-- EXERCISE REQUIREMENTS --
Each entry must appear again exactly as it does in the source.

-- SOURCE DATA --
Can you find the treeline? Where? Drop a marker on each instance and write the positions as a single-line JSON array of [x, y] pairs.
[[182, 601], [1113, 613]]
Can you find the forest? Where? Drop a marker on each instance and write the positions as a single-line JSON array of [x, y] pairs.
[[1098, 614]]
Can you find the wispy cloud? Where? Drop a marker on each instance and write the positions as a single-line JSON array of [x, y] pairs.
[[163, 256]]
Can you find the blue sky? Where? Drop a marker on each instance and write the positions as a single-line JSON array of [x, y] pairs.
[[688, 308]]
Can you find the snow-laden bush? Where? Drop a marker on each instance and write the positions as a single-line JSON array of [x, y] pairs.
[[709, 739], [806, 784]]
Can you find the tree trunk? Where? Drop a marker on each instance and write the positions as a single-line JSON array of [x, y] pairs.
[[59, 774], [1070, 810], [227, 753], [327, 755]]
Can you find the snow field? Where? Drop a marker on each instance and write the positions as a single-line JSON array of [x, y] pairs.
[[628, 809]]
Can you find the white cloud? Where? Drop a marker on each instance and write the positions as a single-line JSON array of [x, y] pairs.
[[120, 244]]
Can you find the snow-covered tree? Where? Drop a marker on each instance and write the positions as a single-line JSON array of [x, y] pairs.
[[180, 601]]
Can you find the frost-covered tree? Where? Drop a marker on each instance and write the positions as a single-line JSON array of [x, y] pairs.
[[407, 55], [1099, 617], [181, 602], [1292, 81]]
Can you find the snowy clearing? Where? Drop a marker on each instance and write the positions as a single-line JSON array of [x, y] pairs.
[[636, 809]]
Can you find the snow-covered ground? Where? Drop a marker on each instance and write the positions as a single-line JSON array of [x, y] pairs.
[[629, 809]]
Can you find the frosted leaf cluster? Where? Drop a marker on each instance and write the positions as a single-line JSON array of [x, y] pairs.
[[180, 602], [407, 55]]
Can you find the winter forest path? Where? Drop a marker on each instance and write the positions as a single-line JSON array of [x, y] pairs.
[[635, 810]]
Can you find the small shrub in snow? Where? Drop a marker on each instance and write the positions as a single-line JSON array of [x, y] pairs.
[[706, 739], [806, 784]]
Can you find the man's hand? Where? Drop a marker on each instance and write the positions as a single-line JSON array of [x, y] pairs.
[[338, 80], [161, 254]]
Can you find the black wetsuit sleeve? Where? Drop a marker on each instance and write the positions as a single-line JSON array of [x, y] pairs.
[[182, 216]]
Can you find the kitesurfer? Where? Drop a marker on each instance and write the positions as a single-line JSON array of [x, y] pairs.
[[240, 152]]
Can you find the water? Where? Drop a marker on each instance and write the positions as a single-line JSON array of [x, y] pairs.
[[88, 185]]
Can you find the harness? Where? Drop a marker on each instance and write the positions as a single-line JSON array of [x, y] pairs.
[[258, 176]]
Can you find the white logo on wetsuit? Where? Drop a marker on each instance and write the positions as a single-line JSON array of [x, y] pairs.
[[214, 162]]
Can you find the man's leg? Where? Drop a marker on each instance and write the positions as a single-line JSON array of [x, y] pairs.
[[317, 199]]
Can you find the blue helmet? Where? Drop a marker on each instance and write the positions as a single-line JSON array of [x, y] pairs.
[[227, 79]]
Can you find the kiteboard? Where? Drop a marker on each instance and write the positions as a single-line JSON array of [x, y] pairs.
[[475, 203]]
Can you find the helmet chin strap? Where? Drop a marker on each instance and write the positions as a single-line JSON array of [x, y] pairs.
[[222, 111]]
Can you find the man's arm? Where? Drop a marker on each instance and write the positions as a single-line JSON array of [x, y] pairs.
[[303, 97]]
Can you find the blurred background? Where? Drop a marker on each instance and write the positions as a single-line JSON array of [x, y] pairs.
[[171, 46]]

-- WRITTEN ANSWER --
Can you find the treeline? Where? Drop a marker on each instance and write the positions as a single-line JSON array of [x, y] pairs.
[[182, 601], [1113, 613]]
Can you find the forest? Where? Drop a marker on each instance and write the positions as a single-line JSON array of [x, y] pairs.
[[1098, 614]]
Can you find the wispy cloud? Where? Drop a marker on each instance and write the positions as a single-line JSON array of [x, y] pairs.
[[163, 256]]
Can you find the blue sky? Where? Drop a marker on each instance and write the positions as a single-line JSON array of [x, y] pairs.
[[688, 308]]
Can you find the snow-laden bush? Where? Drop a marker on each instance and write the positions as a single-line JSON array of [x, y] pairs.
[[709, 739], [806, 784]]
Can you find the tree trunk? Where? Drop a marker on each instance and write the positions as a single-line JSON array of [x, y] pairs.
[[59, 774], [1070, 810], [227, 753], [327, 755]]
Can you find the snow field? Where? Drop a marker on each instance and write the positions as a single-line JSON array of [x, y] pairs.
[[628, 809]]
Can you find the white cloud? Where? Drop a marker on each instance and write the positions as a single-line JSON array of [x, y] pairs.
[[120, 244]]
Can you find the snow-covered tree? Where? Drop a marker on each instance and write the positions as a single-line JSON array of [x, y] pairs.
[[180, 601]]
Can you find the frost-covered tree? Where? Drop a marker on each instance and write the positions as a single-line JSON array of [x, y] pairs.
[[407, 55], [1099, 617], [181, 602], [1292, 81]]
Can you find the snowy clearing? Where? Drop a marker on each instance and write the positions as a single-line JSON array of [x, y] pairs.
[[636, 809]]
Can you find the snow-covered ground? Where? Drop a marker on each instance and write the positions as a single-line JSON array of [x, y] pairs.
[[629, 809]]
Can you find the frosted leaf cluster? Where? Drop a marker on each instance and write the positions as a single-line JSON array of [x, y] pairs.
[[180, 602], [407, 55]]
Can you find the winter forest path? Where? Drop a marker on each instance and write the positions as a single-line JSON array of [x, y] pairs.
[[635, 810]]
Can you find the small shrub in snow? Where? Drop a marker on each instance and write the positions as a single-line JSON array of [x, y] pairs.
[[706, 739], [806, 784]]
Can you find the man's hand? Where? Drop a marker on each instance and write the positions as a single-line JSON array of [x, y] pairs.
[[338, 80], [161, 254]]
Can you find the black wetsuit sleeve? Where? Drop a marker on each instance and write the positions as a single-line JSON array of [x, y] pairs.
[[182, 216]]
Can you find the kitesurfer? Where? Drop a marker on each instance and write the positions as a single-line JSON array of [x, y] pairs.
[[240, 152]]
Can you find the water? Where? Drop a marker on each instance and write the positions as a single-line JSON array of [x, y] pairs.
[[88, 185]]
Can you find the harness? Where? Drop a marker on each instance and write the positions as a single-line JSON array of [x, y] pairs.
[[258, 176]]
Can you find the white logo on wetsuit? Where? Drop a marker on each instance and write the positions as a single-line JSON array of [x, y] pairs.
[[214, 162]]
Can you find the man's leg? Where? Drop a marker on each instance and write the positions as a single-line JSON array of [x, y] pairs.
[[317, 199]]
Can you find the blue helmet? Where? Drop a marker on each instance and write the positions as a single-line JSON array of [x, y] pairs.
[[227, 79]]
Can you find the kiteboard? Where? Drop a marker on each instance and write the positions as a single-line JSON array of [x, y] pairs.
[[475, 203]]
Can you find the helmet chin strap? Where? Drop a marker on each instance and write the positions as a single-line JSON array of [x, y] pairs.
[[222, 111]]
Can you find the man's arm? Where? Drop a marker on each instance and write the positions as a single-line JSON array of [x, y] pairs.
[[303, 97]]
Can you find the blurred background? Where? Drop a marker on each instance and write the positions as a single-line JSON array of [x, y] pairs.
[[171, 46]]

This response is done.